■ **TRECHO PARA LEITURA**
────────

O cientista político Paulo Sérgio Pinheiro, um dos fundadores da comissão, afirma que, na queixa, a situação dos yanomamis já estava presente e que o escritório da Procuradoria do Tribunal confirmou, em dezembro de 2020, que o caso estava sendo examinado.

Em agosto de 2021, a Apib (Articulação dos Povos Indígenas do Brasil) protocolou outro comunicado ao TPI sobre os crimes e descreveu o impacto de invasões de garimpeiros e da pandemia de Covid-19 sobre os povos Yanomami, Munduruku, Guarani-Mbya, Kaingang, Guarani-Kaiowá, Tikuna, Kokama, Guajajara e Terena.

Coordenador jurídico da Apib, o advogado Maurício Terena afirma que o TPI foi procurado diante da falta de resposta no Brasil em relação às denúncias feitas na gestão Bolsonaro.

────────

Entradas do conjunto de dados

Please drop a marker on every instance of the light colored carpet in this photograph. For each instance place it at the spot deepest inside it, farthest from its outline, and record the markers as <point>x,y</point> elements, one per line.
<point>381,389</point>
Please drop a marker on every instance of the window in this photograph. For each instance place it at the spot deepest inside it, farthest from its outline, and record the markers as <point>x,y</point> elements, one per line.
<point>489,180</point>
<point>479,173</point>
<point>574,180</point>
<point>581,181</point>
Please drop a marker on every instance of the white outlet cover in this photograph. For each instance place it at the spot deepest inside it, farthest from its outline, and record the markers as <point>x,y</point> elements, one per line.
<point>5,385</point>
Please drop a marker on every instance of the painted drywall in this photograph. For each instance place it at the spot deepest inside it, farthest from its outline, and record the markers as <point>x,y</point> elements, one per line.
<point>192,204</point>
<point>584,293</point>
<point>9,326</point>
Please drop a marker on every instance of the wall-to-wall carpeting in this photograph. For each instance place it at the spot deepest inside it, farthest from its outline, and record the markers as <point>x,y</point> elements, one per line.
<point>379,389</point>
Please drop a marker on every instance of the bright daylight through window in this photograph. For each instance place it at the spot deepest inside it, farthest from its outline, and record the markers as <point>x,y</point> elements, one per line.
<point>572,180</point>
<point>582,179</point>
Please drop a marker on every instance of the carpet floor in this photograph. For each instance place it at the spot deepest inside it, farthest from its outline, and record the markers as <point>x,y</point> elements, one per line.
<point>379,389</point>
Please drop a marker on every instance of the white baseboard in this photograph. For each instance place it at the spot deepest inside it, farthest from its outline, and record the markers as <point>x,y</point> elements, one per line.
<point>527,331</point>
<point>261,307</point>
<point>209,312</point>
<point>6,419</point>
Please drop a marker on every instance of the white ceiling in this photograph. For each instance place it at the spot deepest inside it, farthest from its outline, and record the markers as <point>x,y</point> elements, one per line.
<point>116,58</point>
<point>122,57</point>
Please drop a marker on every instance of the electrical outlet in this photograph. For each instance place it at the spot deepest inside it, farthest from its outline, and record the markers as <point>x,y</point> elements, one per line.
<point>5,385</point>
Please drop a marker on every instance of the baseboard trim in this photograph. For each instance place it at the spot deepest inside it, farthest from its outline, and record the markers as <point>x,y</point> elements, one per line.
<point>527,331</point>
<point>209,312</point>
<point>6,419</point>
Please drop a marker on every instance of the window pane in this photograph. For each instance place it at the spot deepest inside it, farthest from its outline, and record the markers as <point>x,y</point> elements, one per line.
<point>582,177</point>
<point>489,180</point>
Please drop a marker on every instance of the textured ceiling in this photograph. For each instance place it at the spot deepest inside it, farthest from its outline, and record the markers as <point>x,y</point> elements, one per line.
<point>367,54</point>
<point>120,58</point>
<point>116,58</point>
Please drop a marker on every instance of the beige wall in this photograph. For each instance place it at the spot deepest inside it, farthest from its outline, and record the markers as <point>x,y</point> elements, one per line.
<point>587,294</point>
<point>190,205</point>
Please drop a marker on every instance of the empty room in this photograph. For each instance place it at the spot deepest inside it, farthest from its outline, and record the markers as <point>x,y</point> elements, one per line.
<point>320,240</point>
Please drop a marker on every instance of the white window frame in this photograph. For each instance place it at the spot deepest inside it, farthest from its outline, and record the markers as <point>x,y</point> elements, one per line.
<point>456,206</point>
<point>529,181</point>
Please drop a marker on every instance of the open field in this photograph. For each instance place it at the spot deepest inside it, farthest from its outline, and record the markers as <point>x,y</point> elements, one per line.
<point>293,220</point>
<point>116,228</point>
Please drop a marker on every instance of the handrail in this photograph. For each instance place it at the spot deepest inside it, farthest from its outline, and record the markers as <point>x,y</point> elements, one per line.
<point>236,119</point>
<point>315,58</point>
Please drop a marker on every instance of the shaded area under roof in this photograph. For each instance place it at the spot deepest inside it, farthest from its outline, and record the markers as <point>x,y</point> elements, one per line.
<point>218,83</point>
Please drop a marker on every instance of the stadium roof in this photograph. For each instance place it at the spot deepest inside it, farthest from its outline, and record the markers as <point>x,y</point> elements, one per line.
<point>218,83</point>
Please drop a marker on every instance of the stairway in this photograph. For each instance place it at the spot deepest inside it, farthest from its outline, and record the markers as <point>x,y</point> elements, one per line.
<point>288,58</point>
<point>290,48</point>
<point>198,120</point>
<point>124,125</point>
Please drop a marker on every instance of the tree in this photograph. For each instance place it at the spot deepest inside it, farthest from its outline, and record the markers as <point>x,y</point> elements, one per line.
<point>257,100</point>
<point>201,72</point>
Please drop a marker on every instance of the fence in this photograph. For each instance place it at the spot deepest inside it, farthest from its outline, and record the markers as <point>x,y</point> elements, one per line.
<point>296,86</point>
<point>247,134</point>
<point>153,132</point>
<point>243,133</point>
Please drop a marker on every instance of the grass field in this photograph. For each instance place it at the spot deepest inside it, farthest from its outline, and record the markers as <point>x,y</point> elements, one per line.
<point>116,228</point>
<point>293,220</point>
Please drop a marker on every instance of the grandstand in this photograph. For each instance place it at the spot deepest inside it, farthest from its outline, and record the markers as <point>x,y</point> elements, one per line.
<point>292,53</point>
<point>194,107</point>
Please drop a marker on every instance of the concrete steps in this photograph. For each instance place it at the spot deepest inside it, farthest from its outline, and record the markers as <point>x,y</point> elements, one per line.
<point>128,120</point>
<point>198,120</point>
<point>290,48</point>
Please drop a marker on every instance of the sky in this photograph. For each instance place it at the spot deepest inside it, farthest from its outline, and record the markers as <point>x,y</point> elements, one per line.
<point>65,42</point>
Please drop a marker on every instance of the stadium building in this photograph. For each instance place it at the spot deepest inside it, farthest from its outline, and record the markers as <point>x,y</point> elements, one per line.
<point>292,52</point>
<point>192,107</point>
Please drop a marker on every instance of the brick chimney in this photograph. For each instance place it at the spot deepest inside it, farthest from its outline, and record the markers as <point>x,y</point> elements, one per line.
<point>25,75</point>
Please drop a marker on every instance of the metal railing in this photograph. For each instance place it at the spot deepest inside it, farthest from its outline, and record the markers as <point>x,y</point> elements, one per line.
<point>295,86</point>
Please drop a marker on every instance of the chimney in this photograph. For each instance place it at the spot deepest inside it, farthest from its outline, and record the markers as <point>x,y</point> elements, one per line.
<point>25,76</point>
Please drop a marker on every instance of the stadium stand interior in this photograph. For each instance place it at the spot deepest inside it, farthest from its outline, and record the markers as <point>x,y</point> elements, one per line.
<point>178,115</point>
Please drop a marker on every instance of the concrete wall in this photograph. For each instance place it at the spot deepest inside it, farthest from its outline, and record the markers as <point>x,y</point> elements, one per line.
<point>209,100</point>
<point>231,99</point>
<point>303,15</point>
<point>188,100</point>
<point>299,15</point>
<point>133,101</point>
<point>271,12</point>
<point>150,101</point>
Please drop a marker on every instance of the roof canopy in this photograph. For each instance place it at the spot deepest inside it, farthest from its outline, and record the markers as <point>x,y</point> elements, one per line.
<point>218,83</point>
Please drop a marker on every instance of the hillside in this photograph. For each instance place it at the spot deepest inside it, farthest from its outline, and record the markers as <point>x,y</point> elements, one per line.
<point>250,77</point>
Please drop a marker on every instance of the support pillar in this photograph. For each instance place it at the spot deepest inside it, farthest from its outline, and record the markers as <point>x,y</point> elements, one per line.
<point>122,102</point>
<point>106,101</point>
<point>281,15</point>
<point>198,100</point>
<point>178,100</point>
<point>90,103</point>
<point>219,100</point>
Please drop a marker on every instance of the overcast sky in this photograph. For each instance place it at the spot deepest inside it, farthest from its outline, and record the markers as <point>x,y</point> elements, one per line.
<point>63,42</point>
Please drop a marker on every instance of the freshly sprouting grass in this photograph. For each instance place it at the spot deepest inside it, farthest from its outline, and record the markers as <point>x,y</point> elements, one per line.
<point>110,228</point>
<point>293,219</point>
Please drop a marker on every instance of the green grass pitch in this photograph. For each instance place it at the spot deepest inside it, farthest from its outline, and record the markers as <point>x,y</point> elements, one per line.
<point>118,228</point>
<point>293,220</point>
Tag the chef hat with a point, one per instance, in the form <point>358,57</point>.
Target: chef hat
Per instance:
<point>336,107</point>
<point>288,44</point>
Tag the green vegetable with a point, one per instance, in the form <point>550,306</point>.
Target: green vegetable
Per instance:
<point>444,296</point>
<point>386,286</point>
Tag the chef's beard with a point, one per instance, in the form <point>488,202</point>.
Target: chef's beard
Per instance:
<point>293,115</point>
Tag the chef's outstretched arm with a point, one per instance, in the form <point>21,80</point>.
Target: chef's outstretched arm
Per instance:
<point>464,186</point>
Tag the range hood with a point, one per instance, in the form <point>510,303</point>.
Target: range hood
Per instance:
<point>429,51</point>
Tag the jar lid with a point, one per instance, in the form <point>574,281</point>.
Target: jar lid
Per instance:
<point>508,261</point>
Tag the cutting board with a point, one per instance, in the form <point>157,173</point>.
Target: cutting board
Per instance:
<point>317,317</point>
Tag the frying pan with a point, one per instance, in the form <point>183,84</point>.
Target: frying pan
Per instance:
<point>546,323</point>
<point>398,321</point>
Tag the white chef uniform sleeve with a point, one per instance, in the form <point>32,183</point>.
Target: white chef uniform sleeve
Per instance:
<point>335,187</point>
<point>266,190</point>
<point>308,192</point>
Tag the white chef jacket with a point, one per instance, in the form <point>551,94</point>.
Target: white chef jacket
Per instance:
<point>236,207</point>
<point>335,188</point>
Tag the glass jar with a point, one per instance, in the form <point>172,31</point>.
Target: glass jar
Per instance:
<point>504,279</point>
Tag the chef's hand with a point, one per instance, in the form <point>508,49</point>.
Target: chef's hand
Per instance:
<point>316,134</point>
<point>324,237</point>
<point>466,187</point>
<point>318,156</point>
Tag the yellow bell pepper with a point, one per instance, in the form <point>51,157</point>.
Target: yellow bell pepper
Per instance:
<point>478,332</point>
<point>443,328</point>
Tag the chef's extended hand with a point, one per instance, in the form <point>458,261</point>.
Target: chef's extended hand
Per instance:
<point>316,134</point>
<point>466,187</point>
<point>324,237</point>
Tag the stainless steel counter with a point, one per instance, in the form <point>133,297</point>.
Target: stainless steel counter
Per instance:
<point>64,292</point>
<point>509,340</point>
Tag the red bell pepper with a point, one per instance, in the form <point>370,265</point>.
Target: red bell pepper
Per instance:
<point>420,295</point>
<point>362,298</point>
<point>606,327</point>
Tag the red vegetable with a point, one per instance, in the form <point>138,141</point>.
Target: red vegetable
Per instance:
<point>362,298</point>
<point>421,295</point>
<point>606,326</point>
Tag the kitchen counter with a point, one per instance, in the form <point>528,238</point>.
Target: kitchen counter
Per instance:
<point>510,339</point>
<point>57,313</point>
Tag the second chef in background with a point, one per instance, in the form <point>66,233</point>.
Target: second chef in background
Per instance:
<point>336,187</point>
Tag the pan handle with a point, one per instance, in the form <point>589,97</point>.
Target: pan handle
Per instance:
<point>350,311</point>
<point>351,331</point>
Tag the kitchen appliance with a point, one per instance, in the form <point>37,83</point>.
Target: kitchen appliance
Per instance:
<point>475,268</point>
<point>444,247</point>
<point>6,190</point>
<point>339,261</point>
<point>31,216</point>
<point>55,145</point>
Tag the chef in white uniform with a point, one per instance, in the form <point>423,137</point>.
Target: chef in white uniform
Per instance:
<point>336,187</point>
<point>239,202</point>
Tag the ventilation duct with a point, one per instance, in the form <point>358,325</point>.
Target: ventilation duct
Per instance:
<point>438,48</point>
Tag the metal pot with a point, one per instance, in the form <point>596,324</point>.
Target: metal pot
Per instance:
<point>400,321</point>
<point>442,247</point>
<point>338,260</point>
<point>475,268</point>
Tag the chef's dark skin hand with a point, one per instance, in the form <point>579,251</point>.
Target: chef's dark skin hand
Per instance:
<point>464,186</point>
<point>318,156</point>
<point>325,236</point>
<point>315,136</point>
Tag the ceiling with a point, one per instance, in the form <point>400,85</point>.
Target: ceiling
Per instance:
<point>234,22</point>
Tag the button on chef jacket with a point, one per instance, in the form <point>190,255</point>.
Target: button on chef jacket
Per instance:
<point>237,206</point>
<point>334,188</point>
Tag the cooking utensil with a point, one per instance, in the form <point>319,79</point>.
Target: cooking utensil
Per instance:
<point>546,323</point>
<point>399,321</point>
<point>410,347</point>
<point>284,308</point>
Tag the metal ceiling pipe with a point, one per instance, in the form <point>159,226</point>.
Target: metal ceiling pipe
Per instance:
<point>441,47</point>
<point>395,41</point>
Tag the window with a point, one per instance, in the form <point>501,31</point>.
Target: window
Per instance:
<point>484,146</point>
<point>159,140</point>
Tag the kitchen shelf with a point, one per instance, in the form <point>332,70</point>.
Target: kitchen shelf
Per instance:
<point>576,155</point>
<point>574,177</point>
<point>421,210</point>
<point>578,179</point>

────────

■ **INSTRUÇÕES**
1. Cite, sem nenhuma alteração, a passagem do trecho sobre as denúncias ao TPI que vai de "O cientista político" até "estava sendo examinado.".
2. Responda, por favor, às perguntas abaixo com base no trecho sobre as denúncias ao TPI:
(a) Em que mês e ano a Procuradoria do Tribunal confirmou que o caso estava sendo examinado?
(b) Em que mês e ano a Apib protocolou outro comunicado ao TPI?
(c) Que cargo o advogado Maurício Terena ocupa na Apib?

■ **RESPOSTAS**
1.
O cientista político Paulo Sérgio Pinheiro, um dos fundadores da comissão, afirma que, na queixa, a situação dos yanomamis já estava presente e que o escritório da Procuradoria do Tribunal confirmou, em dezembro de 2020, que o caso estava sendo examinado.

2.
(a) Em dezembro de 2020.
(b) Em agosto de 2021.
(c) Coordenador jurídico.